Extract each line from the rows below that contains the word "wall".

-- START OF Stored rows --

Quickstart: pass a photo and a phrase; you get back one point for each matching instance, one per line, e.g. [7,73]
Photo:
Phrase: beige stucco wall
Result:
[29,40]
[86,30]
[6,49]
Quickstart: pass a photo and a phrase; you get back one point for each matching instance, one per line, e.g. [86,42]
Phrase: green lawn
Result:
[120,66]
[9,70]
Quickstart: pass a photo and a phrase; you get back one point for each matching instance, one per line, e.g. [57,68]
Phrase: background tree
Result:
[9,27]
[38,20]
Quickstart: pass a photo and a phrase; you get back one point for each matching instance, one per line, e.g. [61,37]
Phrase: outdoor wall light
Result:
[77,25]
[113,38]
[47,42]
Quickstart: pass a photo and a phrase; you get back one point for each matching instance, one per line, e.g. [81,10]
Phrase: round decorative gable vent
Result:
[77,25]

-- END OF Stored rows --
-- START OF Stored rows --

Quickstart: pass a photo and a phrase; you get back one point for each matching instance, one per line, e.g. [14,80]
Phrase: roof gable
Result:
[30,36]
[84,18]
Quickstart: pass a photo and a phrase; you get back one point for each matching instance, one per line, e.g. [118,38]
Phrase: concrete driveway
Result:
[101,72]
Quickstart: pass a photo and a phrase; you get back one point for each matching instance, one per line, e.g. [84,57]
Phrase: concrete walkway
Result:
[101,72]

-- END OF Stored rows --

### Reply to the exercise
Phrase: beige stucco wall
Phrase: outdoor wall light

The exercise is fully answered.